Challenge 1: Copy the rows word for word, beginning with the line that contains "man's ear, like" and going through the final row.

Not relevant to the problem itself, but...when did "Marilyn Vos Savant" write about this? I heard this problem several years ago from Tom and Ray Magliozzi, aka Click and Clack, on the radio show "Car Talk." It's also in their book "A haircut in horse town."

According to Wikipedia, the MHP appeared in _Parade_ in 1990 and on _Car Talk_ in 1998. The problem itself is older than that, but MvS's column was the first to lead to a national kerfluffle.

You're so cute that it was hard for me to focus on the problem.

Hm, there always seems to be one Monty Hall/contestant strategy in this problem. It can be nice in order to explore strategy and incomplete knowledge, but it's unfortunately often used to hit people over the head with probability theory. Anyway, nice work. Good to see another interpretation that doesn't follow the norm.

It's funny, I actually just heard about this problem for the first time recently in a book called "Chance" by Amir Aczel. It's a pretty casual read, mostly about Subjective Probability and how you can apply it to life (stock market, gambling, love, etc). Great video, by the way!

I don't believe it. You made me watch a <12 min video about statistics and I actually enjoyed every minute of it. This can't be right. Speak, what eldritch power do you hold over me, woman?

The power is not my own, but that of MATHEMATICS, which captivates all within range with its rigor and beauty. Either that or you were hypnotized by the background.

P.S. You taught me a new word. I had to go look up "eldritch" -- I'd heard it before but had no idea what it meant.

THis is great! 3 different perspectives about the M.Hall problem! This is the beauty of youtube - it's an epicenter of learning and sharing knowledge.

Thanks tons. Great interpretation. Yay math!

Awesome. If you don't play poker, you should.

I'd say that the problem is as simple as MVS presents it, given that the preconditions she assumes can be established empirically (or at least, all contrary theories have been rejected). It's also interesting that LMAD provides empirical evidence of Bayes' theorem, since people who switch actually do win about twice as often. I never quite believed in subjective probability until I heard the empirical evidence.

The version that appeared in her column, I think, did not refer to LMAD specifically, but to a similar but hypothetical game.

Extracted data rows
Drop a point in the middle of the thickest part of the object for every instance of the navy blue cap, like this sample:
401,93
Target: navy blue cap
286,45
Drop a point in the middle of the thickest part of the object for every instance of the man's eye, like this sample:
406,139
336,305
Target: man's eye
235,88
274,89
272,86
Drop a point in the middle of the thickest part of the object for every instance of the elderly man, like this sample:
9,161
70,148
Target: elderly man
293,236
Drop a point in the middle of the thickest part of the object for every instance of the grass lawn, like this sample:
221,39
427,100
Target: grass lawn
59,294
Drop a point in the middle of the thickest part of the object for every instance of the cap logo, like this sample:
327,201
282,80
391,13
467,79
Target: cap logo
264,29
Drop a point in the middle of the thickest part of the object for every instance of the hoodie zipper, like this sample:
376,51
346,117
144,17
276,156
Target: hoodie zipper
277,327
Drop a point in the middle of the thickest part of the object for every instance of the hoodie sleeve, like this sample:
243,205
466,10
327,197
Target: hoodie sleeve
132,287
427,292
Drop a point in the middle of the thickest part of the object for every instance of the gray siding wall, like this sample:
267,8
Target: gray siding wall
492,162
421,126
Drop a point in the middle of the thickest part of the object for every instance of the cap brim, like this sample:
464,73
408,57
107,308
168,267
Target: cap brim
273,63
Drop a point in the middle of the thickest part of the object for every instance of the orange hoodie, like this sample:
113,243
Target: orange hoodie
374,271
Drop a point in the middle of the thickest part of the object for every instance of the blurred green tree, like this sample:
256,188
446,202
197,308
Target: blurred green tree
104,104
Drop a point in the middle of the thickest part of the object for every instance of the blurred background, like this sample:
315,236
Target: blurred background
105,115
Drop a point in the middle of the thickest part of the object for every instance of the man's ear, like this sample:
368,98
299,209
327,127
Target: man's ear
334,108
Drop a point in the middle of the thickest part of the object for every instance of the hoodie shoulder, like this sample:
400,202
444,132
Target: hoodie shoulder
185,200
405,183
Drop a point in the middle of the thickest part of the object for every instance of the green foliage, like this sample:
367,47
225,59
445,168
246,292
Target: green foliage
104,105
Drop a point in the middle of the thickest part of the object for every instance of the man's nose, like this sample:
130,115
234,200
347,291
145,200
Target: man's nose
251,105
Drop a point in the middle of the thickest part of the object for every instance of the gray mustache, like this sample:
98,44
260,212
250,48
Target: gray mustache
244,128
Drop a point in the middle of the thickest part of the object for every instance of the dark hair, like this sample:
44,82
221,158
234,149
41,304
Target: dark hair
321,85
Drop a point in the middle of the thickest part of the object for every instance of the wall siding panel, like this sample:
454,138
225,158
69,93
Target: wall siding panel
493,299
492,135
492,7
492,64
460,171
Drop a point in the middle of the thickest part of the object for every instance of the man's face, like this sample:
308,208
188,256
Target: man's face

Challenge 2: According to the forum thread, in what year did the Monty Hall problem appear in Parade?

Correct result 1:
Drop a point in the middle of the thickest part of the object for every instance of the man's ear, like this sample:
368,98
299,209
327,127
Target: man's ear
334,108
Drop a point in the middle of the thickest part of the object for every instance of the hoodie shoulder, like this sample:
400,202
444,132
Target: hoodie shoulder
185,200
405,183
Drop a point in the middle of the thickest part of the object for every instance of the green foliage, like this sample:
367,47
225,59
445,168
246,292
Target: green foliage
104,105
Drop a point in the middle of the thickest part of the object for every instance of the man's nose, like this sample:
130,115
234,200
347,291
145,200
Target: man's nose
251,105
Drop a point in the middle of the thickest part of the object for every instance of the gray mustache, like this sample:
98,44
260,212
250,48
Target: gray mustache
244,128
Drop a point in the middle of the thickest part of the object for every instance of the dark hair, like this sample:
44,82
221,158
234,149
41,304
Target: dark hair
321,85
Drop a point in the middle of the thickest part of the object for every instance of the wall siding panel, like this sample:
454,138
225,158
69,93
Target: wall siding panel
493,299
492,135
492,7
492,64
460,171
Drop a point in the middle of the thickest part of the object for every instance of the man's face, like this sample:
308,208
188,256
Target: man's face

Correct result 2: 1990